- _What the task asks_:
Nothing may be dropped or altered: reproduce all the data.

Entries from a point annotation set:
******

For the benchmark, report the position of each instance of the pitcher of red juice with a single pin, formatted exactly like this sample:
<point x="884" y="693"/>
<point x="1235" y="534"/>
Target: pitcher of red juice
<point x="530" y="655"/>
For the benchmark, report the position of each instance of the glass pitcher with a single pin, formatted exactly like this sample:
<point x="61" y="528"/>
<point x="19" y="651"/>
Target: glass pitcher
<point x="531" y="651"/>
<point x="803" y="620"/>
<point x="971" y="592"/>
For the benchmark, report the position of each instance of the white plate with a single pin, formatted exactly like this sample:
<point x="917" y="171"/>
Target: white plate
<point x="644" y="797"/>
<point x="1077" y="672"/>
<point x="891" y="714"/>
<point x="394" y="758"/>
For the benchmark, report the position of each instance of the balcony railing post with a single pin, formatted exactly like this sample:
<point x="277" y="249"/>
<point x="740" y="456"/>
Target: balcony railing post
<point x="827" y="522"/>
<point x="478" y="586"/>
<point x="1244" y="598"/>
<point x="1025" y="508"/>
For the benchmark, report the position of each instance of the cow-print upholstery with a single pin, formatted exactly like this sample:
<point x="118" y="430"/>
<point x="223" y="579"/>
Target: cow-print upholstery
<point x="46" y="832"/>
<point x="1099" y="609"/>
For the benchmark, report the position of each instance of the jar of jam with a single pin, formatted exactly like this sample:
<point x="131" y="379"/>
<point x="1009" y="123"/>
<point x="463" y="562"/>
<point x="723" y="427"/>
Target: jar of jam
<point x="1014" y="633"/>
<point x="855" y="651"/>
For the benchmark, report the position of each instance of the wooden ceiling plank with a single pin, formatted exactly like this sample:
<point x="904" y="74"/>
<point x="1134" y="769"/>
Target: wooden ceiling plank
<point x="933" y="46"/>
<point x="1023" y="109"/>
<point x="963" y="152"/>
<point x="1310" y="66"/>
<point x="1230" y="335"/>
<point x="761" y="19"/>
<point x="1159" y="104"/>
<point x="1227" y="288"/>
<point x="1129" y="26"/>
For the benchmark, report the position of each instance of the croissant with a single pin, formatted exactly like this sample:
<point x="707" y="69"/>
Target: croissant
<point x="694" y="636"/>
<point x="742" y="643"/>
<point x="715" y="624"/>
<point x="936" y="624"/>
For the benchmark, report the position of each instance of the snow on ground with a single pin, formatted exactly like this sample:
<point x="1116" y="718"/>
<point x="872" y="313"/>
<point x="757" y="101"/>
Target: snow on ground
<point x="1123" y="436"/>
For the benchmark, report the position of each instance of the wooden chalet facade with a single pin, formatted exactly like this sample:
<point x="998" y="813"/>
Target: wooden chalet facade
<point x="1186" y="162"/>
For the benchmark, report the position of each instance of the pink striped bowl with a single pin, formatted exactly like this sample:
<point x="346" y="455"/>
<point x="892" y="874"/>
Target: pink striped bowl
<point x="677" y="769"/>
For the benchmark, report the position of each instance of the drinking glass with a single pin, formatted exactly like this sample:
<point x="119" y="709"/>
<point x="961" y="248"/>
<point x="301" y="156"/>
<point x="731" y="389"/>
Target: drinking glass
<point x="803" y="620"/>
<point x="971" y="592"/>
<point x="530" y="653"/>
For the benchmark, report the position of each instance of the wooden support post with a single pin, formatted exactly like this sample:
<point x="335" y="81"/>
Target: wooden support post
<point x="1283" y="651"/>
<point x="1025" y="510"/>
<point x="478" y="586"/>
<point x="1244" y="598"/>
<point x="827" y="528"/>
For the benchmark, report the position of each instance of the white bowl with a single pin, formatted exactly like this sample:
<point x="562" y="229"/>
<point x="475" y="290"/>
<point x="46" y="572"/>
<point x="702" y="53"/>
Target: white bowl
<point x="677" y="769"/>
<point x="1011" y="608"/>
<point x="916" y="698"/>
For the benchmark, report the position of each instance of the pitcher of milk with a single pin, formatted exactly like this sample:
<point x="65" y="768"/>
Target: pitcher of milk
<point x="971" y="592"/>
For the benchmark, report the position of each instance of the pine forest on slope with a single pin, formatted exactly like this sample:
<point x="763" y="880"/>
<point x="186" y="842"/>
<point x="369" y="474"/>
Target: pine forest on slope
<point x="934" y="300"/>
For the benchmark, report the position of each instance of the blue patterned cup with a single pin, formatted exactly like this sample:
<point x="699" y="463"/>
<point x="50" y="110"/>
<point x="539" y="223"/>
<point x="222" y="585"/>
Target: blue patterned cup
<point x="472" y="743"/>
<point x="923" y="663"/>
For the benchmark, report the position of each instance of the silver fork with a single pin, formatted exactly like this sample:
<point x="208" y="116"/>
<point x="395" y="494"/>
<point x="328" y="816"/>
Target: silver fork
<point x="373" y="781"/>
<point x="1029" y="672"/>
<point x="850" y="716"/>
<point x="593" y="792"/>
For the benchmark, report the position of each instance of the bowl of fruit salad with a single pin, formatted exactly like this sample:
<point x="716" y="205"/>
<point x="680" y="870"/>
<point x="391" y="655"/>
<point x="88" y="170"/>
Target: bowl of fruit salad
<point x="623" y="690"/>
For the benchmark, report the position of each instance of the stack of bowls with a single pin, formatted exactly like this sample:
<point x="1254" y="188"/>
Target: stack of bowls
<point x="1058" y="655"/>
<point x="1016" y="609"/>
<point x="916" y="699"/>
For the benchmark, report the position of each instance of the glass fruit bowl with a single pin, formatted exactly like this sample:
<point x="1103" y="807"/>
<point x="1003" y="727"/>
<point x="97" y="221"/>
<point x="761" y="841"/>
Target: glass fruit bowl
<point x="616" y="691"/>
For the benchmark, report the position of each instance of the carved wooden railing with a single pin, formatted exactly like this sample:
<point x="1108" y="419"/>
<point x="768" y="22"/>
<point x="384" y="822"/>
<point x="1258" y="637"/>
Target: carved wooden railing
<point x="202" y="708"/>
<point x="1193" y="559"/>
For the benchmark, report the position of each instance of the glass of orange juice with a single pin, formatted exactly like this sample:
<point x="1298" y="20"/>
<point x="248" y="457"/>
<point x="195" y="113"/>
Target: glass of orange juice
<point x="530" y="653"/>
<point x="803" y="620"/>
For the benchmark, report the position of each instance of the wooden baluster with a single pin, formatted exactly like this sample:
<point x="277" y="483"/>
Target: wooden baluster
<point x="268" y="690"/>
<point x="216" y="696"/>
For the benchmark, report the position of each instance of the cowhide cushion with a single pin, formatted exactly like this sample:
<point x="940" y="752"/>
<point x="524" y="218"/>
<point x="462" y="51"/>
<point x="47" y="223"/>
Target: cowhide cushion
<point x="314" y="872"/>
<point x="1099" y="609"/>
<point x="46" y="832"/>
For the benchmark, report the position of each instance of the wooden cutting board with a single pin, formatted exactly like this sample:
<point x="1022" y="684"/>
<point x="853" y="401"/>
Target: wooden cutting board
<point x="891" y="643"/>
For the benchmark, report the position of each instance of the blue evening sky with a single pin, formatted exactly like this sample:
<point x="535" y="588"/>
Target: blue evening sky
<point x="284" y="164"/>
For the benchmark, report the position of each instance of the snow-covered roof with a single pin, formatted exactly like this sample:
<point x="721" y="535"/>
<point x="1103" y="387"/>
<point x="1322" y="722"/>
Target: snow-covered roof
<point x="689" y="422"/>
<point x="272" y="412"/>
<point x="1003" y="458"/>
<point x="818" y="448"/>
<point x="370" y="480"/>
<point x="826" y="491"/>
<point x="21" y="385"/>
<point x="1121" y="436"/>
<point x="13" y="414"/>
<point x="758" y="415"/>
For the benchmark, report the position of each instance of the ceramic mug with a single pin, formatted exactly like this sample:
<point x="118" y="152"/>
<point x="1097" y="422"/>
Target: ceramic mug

******

- _Expected answer_:
For the benchmark, report the position of each instance of the pitcher of red juice with a single pin, formatted exactly like this sample:
<point x="884" y="693"/>
<point x="1235" y="534"/>
Target: pitcher of red juice
<point x="530" y="655"/>
For the benchmark, report the position of each instance of the glass pitcher with a single pin, formatted exactly like this sample:
<point x="61" y="528"/>
<point x="19" y="651"/>
Target: glass pitcher
<point x="531" y="651"/>
<point x="803" y="620"/>
<point x="971" y="592"/>
For the benchmark, report the position of each instance of the white plate with a single pin, formatted exactly like this sample:
<point x="917" y="171"/>
Target: white plate
<point x="644" y="797"/>
<point x="1077" y="672"/>
<point x="891" y="714"/>
<point x="394" y="758"/>
For the benchmark, report the position of each instance of the balcony railing post with a single pin, formatted exactly like this sample:
<point x="277" y="249"/>
<point x="740" y="456"/>
Target: balcony railing post
<point x="827" y="522"/>
<point x="478" y="586"/>
<point x="1244" y="598"/>
<point x="1025" y="508"/>
For the benchmark, report the position of each instance of the cow-print upholstery with a single pin, formatted exactly like this sample:
<point x="118" y="430"/>
<point x="223" y="579"/>
Target: cow-print upholstery
<point x="46" y="832"/>
<point x="1099" y="609"/>
For the benchmark, report the position of each instance of the jar of jam with a single pin, formatted exactly like this sample:
<point x="131" y="379"/>
<point x="1009" y="123"/>
<point x="463" y="562"/>
<point x="723" y="427"/>
Target: jar of jam
<point x="1014" y="633"/>
<point x="855" y="651"/>
For the benchmark, report the position of each instance of the wooden ceiling plank with a single pin, formatted exactly like this sample:
<point x="904" y="74"/>
<point x="1134" y="769"/>
Target: wooden ceiling plank
<point x="933" y="46"/>
<point x="1023" y="109"/>
<point x="963" y="152"/>
<point x="1310" y="66"/>
<point x="1230" y="335"/>
<point x="761" y="19"/>
<point x="1159" y="104"/>
<point x="1227" y="288"/>
<point x="1129" y="26"/>
For the benchmark, report the position of each instance of the croissant with a single pin, formatted exactly like this sample:
<point x="707" y="69"/>
Target: croissant
<point x="694" y="636"/>
<point x="742" y="643"/>
<point x="715" y="624"/>
<point x="936" y="624"/>
For the benchmark, report the position of each instance of the snow on ground with a single pin, formatted exactly like this sample:
<point x="1116" y="718"/>
<point x="872" y="313"/>
<point x="757" y="101"/>
Target: snow on ground
<point x="1123" y="436"/>
For the benchmark, report the position of each instance of the wooden chalet facade with a single pin, formatted exactly like this sample:
<point x="998" y="813"/>
Target: wooden chalet facade
<point x="1186" y="162"/>
For the benchmark, report the position of each instance of the pink striped bowl with a single pin, formatted exactly like this sample:
<point x="346" y="455"/>
<point x="892" y="874"/>
Target: pink striped bowl
<point x="677" y="769"/>
For the benchmark, report the position of each instance of the drinking glass with a single pin, formatted exactly like this sample:
<point x="119" y="709"/>
<point x="961" y="248"/>
<point x="301" y="156"/>
<point x="731" y="389"/>
Target: drinking glass
<point x="803" y="620"/>
<point x="971" y="592"/>
<point x="530" y="653"/>
For the benchmark, report the position of each instance of the wooden support post with a single pin, formatted exactly like this sample:
<point x="335" y="81"/>
Target: wooden support post
<point x="1283" y="651"/>
<point x="1025" y="510"/>
<point x="478" y="586"/>
<point x="1244" y="598"/>
<point x="827" y="528"/>
For the benchmark, report the position of each instance of the white bowl with a single pin, formatted exactly like this sample:
<point x="562" y="229"/>
<point x="475" y="290"/>
<point x="46" y="572"/>
<point x="702" y="53"/>
Target: white bowl
<point x="677" y="769"/>
<point x="1011" y="608"/>
<point x="916" y="698"/>
For the benchmark, report the position of each instance of the pitcher of milk with a single pin, formatted exactly like this sample:
<point x="65" y="768"/>
Target: pitcher of milk
<point x="971" y="592"/>
For the benchmark, report the position of each instance of the pine forest on slope with a single pin, formatted exactly like this sample:
<point x="763" y="880"/>
<point x="186" y="842"/>
<point x="369" y="474"/>
Target: pine forest on slope
<point x="934" y="300"/>
For the benchmark, report the position of each instance of the blue patterned cup with a single pin, formatted exactly like this sample:
<point x="699" y="463"/>
<point x="50" y="110"/>
<point x="539" y="223"/>
<point x="222" y="585"/>
Target: blue patterned cup
<point x="472" y="743"/>
<point x="923" y="663"/>
For the benchmark, report the position of each instance of the silver fork with a single pin, formatted exactly like this sample:
<point x="208" y="116"/>
<point x="395" y="494"/>
<point x="328" y="816"/>
Target: silver fork
<point x="373" y="781"/>
<point x="1029" y="672"/>
<point x="850" y="716"/>
<point x="593" y="792"/>
For the benchmark, report the position of each instance of the bowl of fruit salad with a single pin, formatted exactly like this sample:
<point x="716" y="205"/>
<point x="680" y="870"/>
<point x="391" y="655"/>
<point x="88" y="170"/>
Target: bowl of fruit salad
<point x="623" y="690"/>
For the benchmark, report the position of each instance of the stack of bowls with a single pin, formatted exactly like this sample:
<point x="1254" y="188"/>
Target: stack of bowls
<point x="1058" y="655"/>
<point x="1016" y="609"/>
<point x="916" y="699"/>
For the benchmark, report the position of each instance of the glass fruit bowl with a single pin, formatted exactly like this sample:
<point x="1103" y="807"/>
<point x="1003" y="727"/>
<point x="97" y="221"/>
<point x="761" y="841"/>
Target: glass fruit bowl
<point x="616" y="691"/>
For the benchmark, report the position of each instance of the carved wooden railing with a single pin, formatted exactly like this sample:
<point x="1108" y="419"/>
<point x="768" y="22"/>
<point x="384" y="822"/>
<point x="1258" y="637"/>
Target: carved wooden railing
<point x="202" y="708"/>
<point x="1193" y="559"/>
For the benchmark, report the position of each instance of the glass of orange juice with a single pin, formatted exactly like this sample:
<point x="1298" y="20"/>
<point x="248" y="457"/>
<point x="195" y="113"/>
Target: glass of orange juice
<point x="530" y="653"/>
<point x="803" y="620"/>
For the benchmark, report the position of each instance of the wooden baluster with a single pin, formatted exactly like this sample:
<point x="277" y="483"/>
Target: wooden baluster
<point x="268" y="690"/>
<point x="216" y="696"/>
For the benchmark, report the position of each instance of the cowhide cushion with a single pin, formatted exactly like this sample:
<point x="940" y="752"/>
<point x="524" y="218"/>
<point x="462" y="51"/>
<point x="47" y="223"/>
Target: cowhide cushion
<point x="314" y="872"/>
<point x="1099" y="609"/>
<point x="46" y="832"/>
For the benchmark, report the position of each instance of the wooden cutting board with a single pin, formatted exactly like this sample:
<point x="1022" y="684"/>
<point x="853" y="401"/>
Target: wooden cutting board
<point x="891" y="643"/>
For the benchmark, report the position of each instance of the blue evening sky with a single pin, formatted exactly like this sample:
<point x="535" y="588"/>
Target: blue evening sky
<point x="284" y="164"/>
For the benchmark, report the position of each instance of the snow-covered roof with a single pin, formatted exactly like this sample:
<point x="721" y="535"/>
<point x="1103" y="387"/>
<point x="1322" y="722"/>
Target: snow-covered roof
<point x="689" y="422"/>
<point x="272" y="412"/>
<point x="1003" y="458"/>
<point x="818" y="448"/>
<point x="370" y="480"/>
<point x="826" y="491"/>
<point x="21" y="385"/>
<point x="1121" y="436"/>
<point x="13" y="414"/>
<point x="758" y="415"/>
For the benchmark, report the position of each instance of the ceramic mug with a single pin, formatted exactly like this sample:
<point x="118" y="152"/>
<point x="1097" y="422"/>
Target: ceramic mug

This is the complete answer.